Tornados, Hurricanes, Wildfires, Oh My—A Year to Remember with Gray Sky

It doesn’t need to be said that 2020 is a year we won’t soon forget. But for those of us who focus heavily on natural disasters and catastrophes, it’s undeniable that this past year has broken records. And thanks to the GIC’s Gray Sky program, the aftermath of these catastrophes and their impact can be better understood with high-resolution imagery, helping restore and rebuild damaged areas. 

Gray Sky: The Pinnacle Program for the GIC 

The GIC has been covering “gray sky” or disasters since Hurricane Harvey struck Texas in 2017. Since that time, the program has only continued to grow as an initiative of the National Insurance Crime Bureau (NICB). The comprehensive imagery library is available not only to members but is shared gratis with first responders and other government agencies after a catastrophic event.

Richard Butgereit, Director of Catastrophe Response for the Gray Sky program, runs all day-to-day activities, from planning and monitoring to determining a response to critical situations. And it’s no small feat to stay on top of weather-related events spanning the continental U.S. 

“I do event and condition monitoring all the time, literally 24/7,” shared Butgereit. “We have our own methods of daily monitoring such as looking at fire weather outlooks, convective outlooks for severe weather. We get alerts from the National Weather Service, National Hurricane Center, USGS, NAPSG…pretty much everything that could help us be aware of potential and current conditions.”

| Record set |
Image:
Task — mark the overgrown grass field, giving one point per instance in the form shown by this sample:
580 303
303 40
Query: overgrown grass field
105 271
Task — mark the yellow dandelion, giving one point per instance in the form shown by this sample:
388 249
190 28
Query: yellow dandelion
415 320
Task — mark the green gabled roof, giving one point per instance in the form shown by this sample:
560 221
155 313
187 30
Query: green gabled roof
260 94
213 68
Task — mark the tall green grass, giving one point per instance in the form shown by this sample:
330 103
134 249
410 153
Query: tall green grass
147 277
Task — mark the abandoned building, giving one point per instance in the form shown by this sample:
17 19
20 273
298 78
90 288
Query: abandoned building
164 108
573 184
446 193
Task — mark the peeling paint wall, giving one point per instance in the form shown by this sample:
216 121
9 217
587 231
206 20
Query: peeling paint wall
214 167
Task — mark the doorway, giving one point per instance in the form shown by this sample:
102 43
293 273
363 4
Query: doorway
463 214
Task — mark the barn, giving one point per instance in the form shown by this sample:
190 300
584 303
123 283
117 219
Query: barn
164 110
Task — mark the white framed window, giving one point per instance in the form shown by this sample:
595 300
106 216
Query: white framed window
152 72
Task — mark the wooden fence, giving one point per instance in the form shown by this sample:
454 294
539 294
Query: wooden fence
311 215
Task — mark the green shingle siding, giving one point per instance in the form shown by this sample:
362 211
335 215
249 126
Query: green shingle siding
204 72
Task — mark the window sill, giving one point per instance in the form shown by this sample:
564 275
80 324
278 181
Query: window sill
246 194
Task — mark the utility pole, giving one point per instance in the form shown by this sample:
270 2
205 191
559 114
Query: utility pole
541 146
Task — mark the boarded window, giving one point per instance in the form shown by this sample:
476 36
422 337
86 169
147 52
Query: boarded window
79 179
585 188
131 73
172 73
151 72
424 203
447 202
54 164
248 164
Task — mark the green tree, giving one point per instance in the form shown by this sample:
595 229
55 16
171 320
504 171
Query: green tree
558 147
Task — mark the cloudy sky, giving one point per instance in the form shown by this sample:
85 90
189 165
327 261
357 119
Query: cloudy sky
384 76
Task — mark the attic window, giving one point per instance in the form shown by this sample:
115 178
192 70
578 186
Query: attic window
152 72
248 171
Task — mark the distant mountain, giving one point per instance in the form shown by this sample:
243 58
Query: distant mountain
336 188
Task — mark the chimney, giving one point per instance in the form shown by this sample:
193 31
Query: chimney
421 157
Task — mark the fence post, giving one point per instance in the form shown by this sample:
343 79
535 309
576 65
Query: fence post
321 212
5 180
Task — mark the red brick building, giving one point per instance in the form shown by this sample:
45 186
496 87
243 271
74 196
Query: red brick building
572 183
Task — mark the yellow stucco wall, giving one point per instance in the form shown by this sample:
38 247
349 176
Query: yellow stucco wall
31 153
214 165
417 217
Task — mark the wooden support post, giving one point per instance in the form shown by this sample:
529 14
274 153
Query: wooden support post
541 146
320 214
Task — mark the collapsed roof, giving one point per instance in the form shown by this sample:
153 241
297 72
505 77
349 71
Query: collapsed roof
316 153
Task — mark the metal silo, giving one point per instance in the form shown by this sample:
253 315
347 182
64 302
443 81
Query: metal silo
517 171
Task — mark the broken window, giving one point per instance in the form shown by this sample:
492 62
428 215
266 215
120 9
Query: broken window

| Given exercise |
Write the next part of the article on the Gray Sky disaster imagery program, picking up right after its final sentence. The records have no connection to the text.

| Task response |
Nearly 50% Increase in Capturing Natural Disasters over 2019 

Nothing about 2020 has gone according to plan and Mother Nature was intent on following that script to a tee. The major difference between 2019 and 2020 disasters? The sheer number of events. 

“The first hurricane of the year to which we responded set the tone and clearly indicated to me it was going to be a difficult and challenging year,” reflected Butgereit. “Consider the uniqueness of a derecho in Cedar Rapids, IA, to California wildfires that continued on for weeks, to Hurricane Isaias across six states—it was just one event on top of another. In 2020, we monitored 41 events and flew—or captured—22 disasters. It was almost double of what we did in 2019 which was 25 monitored and 14 flown.”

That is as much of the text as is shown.